--- DATA LISTING ---

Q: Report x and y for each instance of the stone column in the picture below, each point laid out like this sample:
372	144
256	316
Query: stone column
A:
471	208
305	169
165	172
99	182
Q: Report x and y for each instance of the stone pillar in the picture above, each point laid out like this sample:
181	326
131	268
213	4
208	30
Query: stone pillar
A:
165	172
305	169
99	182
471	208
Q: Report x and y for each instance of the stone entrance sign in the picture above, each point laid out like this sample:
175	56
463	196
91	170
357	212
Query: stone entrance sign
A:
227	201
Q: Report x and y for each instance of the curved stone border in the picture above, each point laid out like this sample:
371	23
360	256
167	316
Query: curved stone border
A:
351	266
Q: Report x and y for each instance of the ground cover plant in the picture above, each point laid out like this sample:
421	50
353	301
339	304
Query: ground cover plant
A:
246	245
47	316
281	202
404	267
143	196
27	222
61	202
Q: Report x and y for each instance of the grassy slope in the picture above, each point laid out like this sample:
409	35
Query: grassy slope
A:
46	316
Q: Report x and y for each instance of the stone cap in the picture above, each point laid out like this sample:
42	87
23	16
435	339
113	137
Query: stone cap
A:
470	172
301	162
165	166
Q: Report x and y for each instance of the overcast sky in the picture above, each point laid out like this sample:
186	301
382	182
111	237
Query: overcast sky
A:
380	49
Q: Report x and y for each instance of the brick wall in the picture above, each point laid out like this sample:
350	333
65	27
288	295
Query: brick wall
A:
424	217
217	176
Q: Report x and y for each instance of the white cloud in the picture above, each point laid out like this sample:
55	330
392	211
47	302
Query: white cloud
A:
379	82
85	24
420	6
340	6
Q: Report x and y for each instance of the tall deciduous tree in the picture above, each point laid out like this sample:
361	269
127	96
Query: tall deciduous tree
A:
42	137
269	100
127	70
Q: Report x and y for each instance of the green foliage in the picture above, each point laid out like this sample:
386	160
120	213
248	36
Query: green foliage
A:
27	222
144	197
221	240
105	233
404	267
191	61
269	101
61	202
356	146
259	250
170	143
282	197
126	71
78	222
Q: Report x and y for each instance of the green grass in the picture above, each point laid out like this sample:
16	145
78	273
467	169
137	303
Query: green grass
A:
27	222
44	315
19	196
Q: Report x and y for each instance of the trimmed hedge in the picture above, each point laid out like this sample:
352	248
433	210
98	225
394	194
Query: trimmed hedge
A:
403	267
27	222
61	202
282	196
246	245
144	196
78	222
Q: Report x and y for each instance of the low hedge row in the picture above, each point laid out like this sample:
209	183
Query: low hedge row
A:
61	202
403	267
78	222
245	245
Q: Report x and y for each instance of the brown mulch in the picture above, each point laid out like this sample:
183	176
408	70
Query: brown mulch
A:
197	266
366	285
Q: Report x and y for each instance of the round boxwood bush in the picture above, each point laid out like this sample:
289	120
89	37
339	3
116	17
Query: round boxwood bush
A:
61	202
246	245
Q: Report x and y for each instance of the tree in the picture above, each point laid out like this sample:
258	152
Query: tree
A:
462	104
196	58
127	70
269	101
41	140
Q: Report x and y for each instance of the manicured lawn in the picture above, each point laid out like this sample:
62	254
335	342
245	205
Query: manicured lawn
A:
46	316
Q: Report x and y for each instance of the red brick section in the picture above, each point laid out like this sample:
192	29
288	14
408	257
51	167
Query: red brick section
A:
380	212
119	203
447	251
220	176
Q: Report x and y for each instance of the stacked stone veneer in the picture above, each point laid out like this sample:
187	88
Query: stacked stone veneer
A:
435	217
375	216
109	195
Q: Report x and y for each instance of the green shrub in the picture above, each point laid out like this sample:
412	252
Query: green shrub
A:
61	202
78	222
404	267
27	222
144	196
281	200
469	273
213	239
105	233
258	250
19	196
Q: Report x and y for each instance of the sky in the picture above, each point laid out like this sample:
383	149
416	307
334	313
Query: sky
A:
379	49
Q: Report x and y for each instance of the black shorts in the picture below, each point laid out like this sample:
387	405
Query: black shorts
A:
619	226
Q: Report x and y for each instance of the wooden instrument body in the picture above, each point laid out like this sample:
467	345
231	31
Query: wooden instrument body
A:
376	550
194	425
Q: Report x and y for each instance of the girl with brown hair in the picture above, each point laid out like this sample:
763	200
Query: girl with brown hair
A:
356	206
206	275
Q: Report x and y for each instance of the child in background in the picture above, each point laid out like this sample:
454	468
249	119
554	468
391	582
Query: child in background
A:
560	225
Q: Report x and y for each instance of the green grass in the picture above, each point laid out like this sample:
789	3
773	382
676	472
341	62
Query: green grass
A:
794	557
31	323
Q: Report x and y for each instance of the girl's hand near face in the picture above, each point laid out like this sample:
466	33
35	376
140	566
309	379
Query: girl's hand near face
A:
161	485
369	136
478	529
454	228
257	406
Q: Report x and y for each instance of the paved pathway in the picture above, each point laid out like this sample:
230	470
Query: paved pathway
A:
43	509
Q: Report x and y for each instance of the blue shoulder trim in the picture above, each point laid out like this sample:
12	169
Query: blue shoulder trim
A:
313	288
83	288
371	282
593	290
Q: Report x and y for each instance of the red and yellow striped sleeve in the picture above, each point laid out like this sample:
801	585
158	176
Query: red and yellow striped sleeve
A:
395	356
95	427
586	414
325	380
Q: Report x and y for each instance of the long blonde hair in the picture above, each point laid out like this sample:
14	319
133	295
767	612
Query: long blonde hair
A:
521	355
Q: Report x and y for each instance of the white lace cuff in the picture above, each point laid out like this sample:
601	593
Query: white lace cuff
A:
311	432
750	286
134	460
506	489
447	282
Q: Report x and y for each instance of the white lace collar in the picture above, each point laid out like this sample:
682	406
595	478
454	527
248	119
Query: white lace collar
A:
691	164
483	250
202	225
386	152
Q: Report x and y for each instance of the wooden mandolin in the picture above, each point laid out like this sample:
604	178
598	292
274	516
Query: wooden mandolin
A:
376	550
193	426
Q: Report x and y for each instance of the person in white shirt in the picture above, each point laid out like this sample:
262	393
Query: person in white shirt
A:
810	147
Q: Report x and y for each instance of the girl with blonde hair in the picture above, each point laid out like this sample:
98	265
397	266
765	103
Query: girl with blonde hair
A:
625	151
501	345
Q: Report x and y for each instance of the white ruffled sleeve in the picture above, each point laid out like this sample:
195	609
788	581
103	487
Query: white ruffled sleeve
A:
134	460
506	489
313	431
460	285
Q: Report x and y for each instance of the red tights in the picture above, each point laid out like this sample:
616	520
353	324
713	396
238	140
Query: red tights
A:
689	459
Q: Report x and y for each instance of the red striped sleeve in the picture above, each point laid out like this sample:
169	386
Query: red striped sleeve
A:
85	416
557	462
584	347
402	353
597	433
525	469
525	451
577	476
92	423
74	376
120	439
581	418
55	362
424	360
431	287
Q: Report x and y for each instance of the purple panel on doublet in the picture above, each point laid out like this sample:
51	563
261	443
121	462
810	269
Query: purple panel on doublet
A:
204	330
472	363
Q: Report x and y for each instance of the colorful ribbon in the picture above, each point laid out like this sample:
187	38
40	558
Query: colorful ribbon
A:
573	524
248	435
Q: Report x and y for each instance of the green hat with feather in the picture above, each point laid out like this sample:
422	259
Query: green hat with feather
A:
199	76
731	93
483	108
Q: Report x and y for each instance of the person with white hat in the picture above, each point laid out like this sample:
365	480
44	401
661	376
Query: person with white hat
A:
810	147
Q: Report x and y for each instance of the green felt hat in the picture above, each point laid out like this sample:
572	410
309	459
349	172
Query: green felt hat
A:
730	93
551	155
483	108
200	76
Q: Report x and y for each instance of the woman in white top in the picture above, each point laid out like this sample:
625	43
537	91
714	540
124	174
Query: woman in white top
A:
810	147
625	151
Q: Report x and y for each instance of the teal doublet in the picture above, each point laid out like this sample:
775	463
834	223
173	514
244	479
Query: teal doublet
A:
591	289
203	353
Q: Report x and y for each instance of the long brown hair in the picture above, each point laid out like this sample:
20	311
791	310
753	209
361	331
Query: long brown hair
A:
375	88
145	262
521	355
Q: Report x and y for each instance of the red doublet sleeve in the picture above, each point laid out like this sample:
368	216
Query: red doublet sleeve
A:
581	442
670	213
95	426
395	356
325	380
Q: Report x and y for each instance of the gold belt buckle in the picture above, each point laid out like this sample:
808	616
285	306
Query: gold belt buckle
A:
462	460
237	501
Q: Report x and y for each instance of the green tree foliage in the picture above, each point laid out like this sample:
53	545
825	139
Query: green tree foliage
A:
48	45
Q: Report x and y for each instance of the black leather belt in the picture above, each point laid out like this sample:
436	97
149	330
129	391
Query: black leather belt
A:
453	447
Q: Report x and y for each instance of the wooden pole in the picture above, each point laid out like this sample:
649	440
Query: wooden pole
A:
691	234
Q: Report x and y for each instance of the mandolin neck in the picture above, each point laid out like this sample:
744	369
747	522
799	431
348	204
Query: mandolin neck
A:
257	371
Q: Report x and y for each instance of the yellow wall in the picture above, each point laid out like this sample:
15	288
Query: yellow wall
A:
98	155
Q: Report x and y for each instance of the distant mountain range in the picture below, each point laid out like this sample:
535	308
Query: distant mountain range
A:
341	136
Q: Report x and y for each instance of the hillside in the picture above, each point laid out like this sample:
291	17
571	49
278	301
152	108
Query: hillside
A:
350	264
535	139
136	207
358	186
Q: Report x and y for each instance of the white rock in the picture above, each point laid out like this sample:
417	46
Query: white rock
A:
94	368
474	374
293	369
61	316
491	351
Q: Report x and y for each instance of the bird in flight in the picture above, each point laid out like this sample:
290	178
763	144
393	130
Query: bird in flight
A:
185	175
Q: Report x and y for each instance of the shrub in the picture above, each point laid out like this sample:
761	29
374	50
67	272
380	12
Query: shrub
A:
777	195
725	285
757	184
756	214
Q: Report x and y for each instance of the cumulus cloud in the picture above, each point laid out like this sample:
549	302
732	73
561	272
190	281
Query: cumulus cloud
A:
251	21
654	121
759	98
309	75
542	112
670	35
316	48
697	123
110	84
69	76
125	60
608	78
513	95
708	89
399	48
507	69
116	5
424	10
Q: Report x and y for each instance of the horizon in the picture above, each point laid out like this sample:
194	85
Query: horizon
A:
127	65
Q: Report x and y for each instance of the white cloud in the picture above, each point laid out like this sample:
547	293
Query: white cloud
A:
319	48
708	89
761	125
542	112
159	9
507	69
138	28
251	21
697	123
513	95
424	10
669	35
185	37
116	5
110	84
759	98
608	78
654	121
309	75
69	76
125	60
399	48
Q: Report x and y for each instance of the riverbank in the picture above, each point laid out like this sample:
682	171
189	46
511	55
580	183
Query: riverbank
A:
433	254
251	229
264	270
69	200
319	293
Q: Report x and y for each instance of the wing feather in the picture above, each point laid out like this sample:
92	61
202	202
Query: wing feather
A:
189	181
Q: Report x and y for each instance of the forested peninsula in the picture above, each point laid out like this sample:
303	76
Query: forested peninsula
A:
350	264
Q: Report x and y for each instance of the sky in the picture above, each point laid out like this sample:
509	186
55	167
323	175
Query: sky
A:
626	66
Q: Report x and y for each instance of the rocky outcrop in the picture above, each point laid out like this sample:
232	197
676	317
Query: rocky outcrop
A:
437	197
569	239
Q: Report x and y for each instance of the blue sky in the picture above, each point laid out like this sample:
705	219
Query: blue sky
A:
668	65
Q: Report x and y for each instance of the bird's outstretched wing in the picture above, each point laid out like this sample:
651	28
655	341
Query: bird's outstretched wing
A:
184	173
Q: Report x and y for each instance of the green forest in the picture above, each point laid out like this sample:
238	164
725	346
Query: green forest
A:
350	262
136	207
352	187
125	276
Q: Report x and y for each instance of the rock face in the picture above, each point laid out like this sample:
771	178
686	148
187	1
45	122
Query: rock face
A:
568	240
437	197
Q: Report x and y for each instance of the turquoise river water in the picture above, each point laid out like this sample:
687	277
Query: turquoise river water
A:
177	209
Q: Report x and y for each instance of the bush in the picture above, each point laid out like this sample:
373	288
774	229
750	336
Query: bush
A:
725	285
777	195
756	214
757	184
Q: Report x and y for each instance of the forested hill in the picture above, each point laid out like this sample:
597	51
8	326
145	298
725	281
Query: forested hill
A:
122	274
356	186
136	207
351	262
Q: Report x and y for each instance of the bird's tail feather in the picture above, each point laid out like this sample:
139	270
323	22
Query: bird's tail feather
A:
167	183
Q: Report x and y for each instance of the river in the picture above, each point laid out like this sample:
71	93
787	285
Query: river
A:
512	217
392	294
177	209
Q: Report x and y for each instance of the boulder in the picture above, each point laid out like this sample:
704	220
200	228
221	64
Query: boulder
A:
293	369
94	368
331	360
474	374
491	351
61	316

---

TASK DETAILS:
Look above for the line containing "the bird's outstretched"; copy from it through the last line, exactly, and nothing more.

SOLUTION TO THIS EXERCISE:
Q: Report x and y for each instance of the bird's outstretched wing in the picture above, each point laid out like this sample:
651	28
655	341
Query: bird's outstretched wing
A:
184	173
Q: Report x and y for each instance of the green forest in the picture above, each point laid out like this sample:
238	164
725	346
Query: green forest
A:
350	262
136	207
352	187
125	276
Q: Report x and y for each instance of the rock face in the picture above, each point laid out like this sample:
771	178
686	148
187	1
45	122
Query: rock face
A:
568	240
437	197
Q: Report x and y for each instance of the turquoise river water in the picture above, each point laid out like this sample:
687	277
Query: turquoise river water
A:
177	209
Q: Report x and y for each instance of the bush in the picture above, each point laid out like this sample:
373	288
774	229
750	336
Query: bush
A:
725	285
777	195
756	214
757	184
Q: Report x and y for each instance of the forested hill in the picture above, each point laid out like this sample:
597	51
8	326
145	298
725	281
Query: forested hill
A:
122	274
356	186
136	207
351	262
Q: Report x and y for each instance of the bird's tail feather in the picture above, each point laid out like this sample:
139	270
323	22
Query: bird's tail feather
A:
167	183
Q: Report x and y for each instance of the river in the picture above, each point laid out like this sample:
71	93
787	285
Query: river
A:
512	217
392	294
177	209
Q: Report x and y for each instance of the boulder in the picture above, each point laid out like this sample:
704	220
200	228
221	64
Query: boulder
A:
293	369
94	368
331	360
474	374
491	351
61	316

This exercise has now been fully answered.